* [Provided records]
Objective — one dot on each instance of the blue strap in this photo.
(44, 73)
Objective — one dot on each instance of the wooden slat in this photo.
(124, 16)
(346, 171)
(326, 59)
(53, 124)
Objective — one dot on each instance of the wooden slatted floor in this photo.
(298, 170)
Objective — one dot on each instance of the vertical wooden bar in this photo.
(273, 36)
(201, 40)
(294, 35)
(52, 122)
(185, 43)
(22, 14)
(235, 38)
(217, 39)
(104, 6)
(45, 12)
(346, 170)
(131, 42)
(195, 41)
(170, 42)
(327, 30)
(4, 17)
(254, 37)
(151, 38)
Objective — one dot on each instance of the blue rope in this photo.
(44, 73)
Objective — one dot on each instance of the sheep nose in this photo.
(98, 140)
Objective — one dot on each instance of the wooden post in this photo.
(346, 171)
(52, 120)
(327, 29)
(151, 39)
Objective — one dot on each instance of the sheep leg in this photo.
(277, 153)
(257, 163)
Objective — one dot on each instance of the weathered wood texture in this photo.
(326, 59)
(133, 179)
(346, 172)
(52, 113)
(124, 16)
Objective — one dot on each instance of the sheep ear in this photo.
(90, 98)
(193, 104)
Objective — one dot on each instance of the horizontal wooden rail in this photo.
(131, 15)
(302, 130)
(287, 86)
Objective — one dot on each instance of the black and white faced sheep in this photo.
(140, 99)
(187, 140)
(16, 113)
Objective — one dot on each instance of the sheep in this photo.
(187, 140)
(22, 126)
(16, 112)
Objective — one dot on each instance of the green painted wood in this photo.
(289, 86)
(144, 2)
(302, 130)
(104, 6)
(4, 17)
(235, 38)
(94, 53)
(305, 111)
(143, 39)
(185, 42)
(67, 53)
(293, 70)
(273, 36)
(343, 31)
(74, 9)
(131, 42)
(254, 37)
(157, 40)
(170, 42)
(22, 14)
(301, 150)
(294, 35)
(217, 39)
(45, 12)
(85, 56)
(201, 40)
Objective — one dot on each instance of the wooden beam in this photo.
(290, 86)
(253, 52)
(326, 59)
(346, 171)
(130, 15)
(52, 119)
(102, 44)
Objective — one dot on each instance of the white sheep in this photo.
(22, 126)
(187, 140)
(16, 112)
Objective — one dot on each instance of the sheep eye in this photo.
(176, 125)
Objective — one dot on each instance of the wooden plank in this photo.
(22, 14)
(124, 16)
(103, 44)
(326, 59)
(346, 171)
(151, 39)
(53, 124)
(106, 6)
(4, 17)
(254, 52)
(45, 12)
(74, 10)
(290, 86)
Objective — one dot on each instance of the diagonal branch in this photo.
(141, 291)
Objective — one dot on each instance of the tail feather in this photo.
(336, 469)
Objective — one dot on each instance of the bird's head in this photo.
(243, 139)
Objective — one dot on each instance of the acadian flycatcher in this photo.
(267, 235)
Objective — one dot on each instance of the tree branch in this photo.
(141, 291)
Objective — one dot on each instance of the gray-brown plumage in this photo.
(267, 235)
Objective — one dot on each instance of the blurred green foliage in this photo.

* [Problem description] Copy every row above without changing anything.

* [Exercise result]
Objective — one dot on each instance of the blue strap in this photo.
(44, 73)
Objective — one dot on each instance of the wooden slat in this photo.
(124, 16)
(346, 171)
(326, 59)
(53, 124)
Objective — one dot on each instance of the wooden slatted floor in this photo.
(298, 170)
Objective — one dot on each instance of the vertical wooden bar in this photo.
(273, 36)
(201, 40)
(294, 35)
(52, 122)
(185, 43)
(22, 14)
(235, 38)
(217, 39)
(104, 6)
(45, 12)
(346, 170)
(131, 42)
(195, 41)
(170, 42)
(327, 30)
(4, 17)
(254, 37)
(151, 38)
Objective — one dot on each instance of the blue rope in this photo.
(44, 73)
Objective — one dot on each instance of the sheep nose in this photo.
(98, 140)
Objective — one dot on each instance of the wooden post in this photo.
(346, 171)
(52, 120)
(327, 29)
(151, 39)
Objective — one dot on each instance of the sheep leg in this photo.
(277, 153)
(257, 163)
Objective — one dot on each instance of the weathered wood texture in this photo.
(326, 59)
(133, 179)
(346, 172)
(52, 113)
(124, 16)
Objective — one dot on each instance of the sheep ear in this photo.
(90, 98)
(193, 104)
Objective — one dot on each instance of the horizontal wooden rail in this photo.
(131, 15)
(302, 130)
(287, 86)
Objective — one dot on each instance of the black and white faced sheep in this photo.
(140, 99)
(187, 140)
(16, 113)
Objective — one dot on each instance of the sheep in this photo.
(187, 140)
(22, 126)
(16, 112)
Objective — one dot on each instance of the green painted wood in this photo.
(289, 86)
(144, 2)
(302, 130)
(104, 6)
(4, 17)
(235, 38)
(94, 53)
(305, 111)
(143, 39)
(185, 42)
(67, 53)
(293, 70)
(273, 36)
(343, 31)
(74, 9)
(131, 42)
(254, 37)
(157, 40)
(170, 42)
(22, 14)
(301, 150)
(294, 35)
(217, 39)
(45, 12)
(85, 56)
(201, 40)
Objective — one dot on each instance of the wooden beam in this photo.
(290, 86)
(253, 52)
(326, 59)
(346, 171)
(130, 15)
(52, 119)
(102, 44)
Objective — one dot on each instance of the white sheep in this photo.
(22, 126)
(187, 140)
(16, 112)
Objective — one dot on each instance of the sheep eye in this photo.
(176, 125)
Objective — one dot on each instance of the wooden plank in this photo.
(22, 14)
(124, 16)
(103, 44)
(326, 59)
(346, 171)
(151, 39)
(53, 124)
(106, 6)
(4, 17)
(254, 52)
(45, 12)
(74, 10)
(290, 86)
Objective — one dot on each instance of the diagonal branch in this photo.
(141, 291)
Objective — one dot on each instance of the tail feather in this photo.
(336, 469)
Objective — one dot on each instance of the bird's head in this photo.
(243, 139)
Objective — one dot on each instance of the acadian flycatcher in this photo.
(267, 235)
Objective — one dot on each instance of the tree branch in this photo.
(141, 291)
Objective — one dot on each instance of the gray-brown plumage in this photo.
(267, 235)
Objective — one dot on each instance of the blurred green foliage in this photo.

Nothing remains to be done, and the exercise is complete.